*DIRECTION*
Recast the lines below as a numbered list, omitting any blank lines.

::::

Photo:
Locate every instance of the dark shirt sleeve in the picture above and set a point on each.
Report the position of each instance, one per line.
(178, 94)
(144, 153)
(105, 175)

::::

*TASK RESULT*
1. Photo:
2. Locate every instance of the dark shirt sleeve in the picture above and set a point on each.
3. Report the position of each instance, one per line.
4. (178, 94)
5. (144, 153)
6. (105, 175)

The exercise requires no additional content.